(Goal A): Which lines in the entries below contain the word "fallen"? Show each of those lines in full.

(Document extract):

[BEGIN]

Using a NUMERIC column with the required precision may make it possible to only need to store one value -- the real one. An INT is merely a projection (with the appropriate decimal portion removed), for instance. –  user166390 Jul 28 '11 at 5:35
    
Hi Chris, I changed the "80 measures are grouped 10 by 10" to be more clear. Thank you. –  Alain Jul 28 '11 at 6:02
    
Are the 8 sets of measures uniquely identifiable (e.g. in your example data, your 5th measure ("Data1", "Data2", ...) seems like a good candidate for uniqueness, between the 8), or should all 8 be treated as "equal"? –  Damien_The_Unbeliever Jul 28 '11 at 6:03
    
@Damien_The_Unbeliever: In rare cases, 2 sets or more can have exactly the same values, so should be treated as "equal" –  Alain Jul 28 '11 at 6:19

3 Answers 3

up vote 2 down vote accepted

If every "session" consists of (8, either stable or not) number of sets where every "set" consists of (10, not-to-change) number of measurements (of possibly different types), I'd choose one table with fields:

CREATE TABLE deviceData
  ( deviceID INT
  , sessionID INT
  , setID INT
  , a int
  , b int
  , c int
  , d int
  , e int
  , f int
  , g int
  , h float
  , i float
  , j double
  , PRIMARY KEY (deviceID, sessionID, setID)
  ) ;

You can also have a deviceSession, where the date or datetime field for every session can be stored:

CREATE TABLE deviceSession
  ( deviceID INT
  , sessionID INT
  , measureTime DATETIME
  , PRIMARY KEY (deviceID, sessionID)
  ) ;

I would also add a foreign key constraint from deviceData to this table:

ALTER TABLE deviceData
  ADD FOREIGN KEY (deviceID, sessionID) 
        REFERENCES deviceSession(deviceID, sessionID)

And every INSERT could be a transaction that inserts one row at deviceSession and 8 rows at deviceData.


Sample data:

+----------+-----------+-------+---+---+----+----+---+---+----+-----+-----+-----+
| deviceID | sessionID | setID | a | b |  c |  d | e | f |  g |  h  |  i  |  j  |
+----------+-----------+-------+---+---+----+----+---+---+----+-----+-----+-----+
|    1     |     1     |   1   | 7 | 8 | -3 | 17 | 0 | 3 | -6 | 7.0 | 4.3 | 6.9 |
|    1     |     1     |   2   | 4 | 6 |  2 | 12 | 3 | 0 | -6 | 8.0 | 4.4 | 6.7 |
|    1     |     1     |   3   | 5 | 5 | -1 |  7 | 2 | 0 | -6 | 7.5 | 4.9 | 7.4 |
.................................................................................

[END]

(Goal B): Rename "deviceSession" to "deviceRun" throughout the table-design thread, starting with "CREATE TABLE deviceSession" and going on through "REFERENCES deviceSession(deviceID, sessionID)", and give that passage again with the change made.

(Records for this exercise):
[BEGIN]

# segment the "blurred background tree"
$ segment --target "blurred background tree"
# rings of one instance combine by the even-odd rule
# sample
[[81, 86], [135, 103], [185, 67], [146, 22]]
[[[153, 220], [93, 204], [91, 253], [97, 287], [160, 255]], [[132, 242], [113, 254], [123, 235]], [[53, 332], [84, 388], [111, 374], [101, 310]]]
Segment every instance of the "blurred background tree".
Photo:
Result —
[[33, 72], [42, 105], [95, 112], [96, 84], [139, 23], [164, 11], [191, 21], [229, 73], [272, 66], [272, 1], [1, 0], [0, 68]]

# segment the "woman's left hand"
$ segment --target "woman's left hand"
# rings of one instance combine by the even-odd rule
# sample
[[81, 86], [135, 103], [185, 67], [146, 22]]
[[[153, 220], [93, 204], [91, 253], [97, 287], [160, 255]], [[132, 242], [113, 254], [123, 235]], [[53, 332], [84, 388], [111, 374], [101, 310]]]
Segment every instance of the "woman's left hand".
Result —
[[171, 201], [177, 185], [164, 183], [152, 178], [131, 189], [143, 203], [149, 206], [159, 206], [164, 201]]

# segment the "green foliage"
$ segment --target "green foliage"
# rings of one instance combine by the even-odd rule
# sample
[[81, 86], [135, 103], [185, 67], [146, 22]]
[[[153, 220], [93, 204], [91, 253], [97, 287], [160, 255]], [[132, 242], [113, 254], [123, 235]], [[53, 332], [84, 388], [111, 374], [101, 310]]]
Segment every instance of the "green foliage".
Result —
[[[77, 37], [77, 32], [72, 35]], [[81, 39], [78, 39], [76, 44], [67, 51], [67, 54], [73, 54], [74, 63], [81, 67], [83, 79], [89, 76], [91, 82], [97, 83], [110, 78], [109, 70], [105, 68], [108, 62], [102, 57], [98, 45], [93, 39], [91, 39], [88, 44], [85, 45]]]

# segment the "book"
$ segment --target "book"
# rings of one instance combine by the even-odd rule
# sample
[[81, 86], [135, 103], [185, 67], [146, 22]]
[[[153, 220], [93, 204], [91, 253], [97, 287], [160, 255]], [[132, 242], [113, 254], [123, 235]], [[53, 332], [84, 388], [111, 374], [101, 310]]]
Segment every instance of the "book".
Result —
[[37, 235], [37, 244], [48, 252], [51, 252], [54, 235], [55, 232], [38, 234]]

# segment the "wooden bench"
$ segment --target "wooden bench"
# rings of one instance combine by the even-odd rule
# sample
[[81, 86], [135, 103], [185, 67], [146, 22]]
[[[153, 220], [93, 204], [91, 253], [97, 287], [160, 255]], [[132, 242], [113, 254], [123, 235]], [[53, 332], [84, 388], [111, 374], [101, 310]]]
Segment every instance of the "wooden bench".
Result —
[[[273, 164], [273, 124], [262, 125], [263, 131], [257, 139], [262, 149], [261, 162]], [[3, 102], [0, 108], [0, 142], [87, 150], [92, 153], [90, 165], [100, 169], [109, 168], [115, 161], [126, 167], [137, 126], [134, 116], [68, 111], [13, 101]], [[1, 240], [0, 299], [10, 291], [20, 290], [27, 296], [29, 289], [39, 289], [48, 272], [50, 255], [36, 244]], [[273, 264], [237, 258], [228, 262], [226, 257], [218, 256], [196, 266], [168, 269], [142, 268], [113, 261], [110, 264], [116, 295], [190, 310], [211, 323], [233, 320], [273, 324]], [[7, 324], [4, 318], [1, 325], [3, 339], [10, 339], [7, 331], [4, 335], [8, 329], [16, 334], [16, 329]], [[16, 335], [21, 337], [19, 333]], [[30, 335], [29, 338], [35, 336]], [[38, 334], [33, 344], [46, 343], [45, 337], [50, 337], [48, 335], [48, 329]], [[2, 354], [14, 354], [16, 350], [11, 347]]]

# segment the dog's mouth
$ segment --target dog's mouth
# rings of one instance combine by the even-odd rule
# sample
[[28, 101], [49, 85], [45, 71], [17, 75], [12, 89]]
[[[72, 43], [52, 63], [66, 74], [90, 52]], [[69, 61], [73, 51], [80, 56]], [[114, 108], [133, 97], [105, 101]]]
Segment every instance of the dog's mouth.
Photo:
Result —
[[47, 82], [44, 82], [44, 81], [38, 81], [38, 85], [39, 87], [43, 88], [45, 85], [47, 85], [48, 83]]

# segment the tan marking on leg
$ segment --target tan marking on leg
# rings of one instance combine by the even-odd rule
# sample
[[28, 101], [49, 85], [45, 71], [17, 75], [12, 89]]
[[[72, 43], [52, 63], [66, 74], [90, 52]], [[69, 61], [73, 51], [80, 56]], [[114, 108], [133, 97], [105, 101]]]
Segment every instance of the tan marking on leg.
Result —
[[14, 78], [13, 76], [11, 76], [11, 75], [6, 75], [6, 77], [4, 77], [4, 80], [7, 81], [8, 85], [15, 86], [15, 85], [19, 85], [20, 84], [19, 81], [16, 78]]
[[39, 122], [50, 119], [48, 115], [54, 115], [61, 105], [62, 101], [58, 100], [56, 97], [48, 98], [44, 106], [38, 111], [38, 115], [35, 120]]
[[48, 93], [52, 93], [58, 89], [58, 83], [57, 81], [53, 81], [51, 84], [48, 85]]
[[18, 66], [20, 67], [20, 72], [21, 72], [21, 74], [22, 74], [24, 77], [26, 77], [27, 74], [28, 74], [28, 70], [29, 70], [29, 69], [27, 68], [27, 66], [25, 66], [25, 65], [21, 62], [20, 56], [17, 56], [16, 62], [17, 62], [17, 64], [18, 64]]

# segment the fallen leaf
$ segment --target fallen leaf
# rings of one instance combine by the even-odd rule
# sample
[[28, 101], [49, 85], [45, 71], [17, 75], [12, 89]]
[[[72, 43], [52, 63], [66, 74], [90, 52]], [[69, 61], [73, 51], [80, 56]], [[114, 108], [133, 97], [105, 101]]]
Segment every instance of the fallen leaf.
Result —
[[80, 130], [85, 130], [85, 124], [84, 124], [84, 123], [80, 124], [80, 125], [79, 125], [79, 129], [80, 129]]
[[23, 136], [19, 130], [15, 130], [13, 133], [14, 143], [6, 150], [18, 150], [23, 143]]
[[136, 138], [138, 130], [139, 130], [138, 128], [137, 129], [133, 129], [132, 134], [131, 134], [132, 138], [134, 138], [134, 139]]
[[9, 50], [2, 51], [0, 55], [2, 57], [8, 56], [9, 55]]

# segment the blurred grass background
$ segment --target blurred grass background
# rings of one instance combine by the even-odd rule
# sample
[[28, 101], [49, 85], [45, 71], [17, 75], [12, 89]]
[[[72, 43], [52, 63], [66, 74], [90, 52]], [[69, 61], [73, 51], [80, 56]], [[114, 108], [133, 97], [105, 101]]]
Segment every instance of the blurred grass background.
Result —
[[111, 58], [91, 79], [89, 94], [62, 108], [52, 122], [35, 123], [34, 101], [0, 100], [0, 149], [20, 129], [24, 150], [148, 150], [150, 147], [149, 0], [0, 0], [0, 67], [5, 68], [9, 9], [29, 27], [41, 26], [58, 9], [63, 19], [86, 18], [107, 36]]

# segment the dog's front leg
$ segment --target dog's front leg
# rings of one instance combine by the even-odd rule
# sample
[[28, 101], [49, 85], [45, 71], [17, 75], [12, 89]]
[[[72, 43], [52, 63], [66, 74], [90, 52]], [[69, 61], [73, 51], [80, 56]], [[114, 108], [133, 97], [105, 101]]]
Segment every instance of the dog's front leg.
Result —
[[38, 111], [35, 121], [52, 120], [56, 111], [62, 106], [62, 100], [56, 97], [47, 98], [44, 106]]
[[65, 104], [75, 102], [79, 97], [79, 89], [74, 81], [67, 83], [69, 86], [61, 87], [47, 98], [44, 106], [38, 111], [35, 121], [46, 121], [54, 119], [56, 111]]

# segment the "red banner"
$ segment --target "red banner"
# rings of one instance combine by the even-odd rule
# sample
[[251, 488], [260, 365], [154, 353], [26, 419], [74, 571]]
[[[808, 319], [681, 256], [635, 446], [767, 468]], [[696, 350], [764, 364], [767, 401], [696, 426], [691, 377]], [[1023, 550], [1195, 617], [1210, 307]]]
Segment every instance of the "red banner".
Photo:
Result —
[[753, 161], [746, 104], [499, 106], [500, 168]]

[END]

(Exercise answer A):
# segment the fallen leaf
$ segment --target fallen leaf
Segment every instance of the fallen leaf.

(Exercise answer B):
CREATE TABLE deviceRun
  ( deviceID INT
  , sessionID INT
  , measureTime DATETIME
  , PRIMARY KEY (deviceID, sessionID)
  ) ;

I would also add a foreign key constraint from deviceData to this table:

ALTER TABLE deviceData
  ADD FOREIGN KEY (deviceID, sessionID) 
        REFERENCES deviceRun(deviceID, sessionID)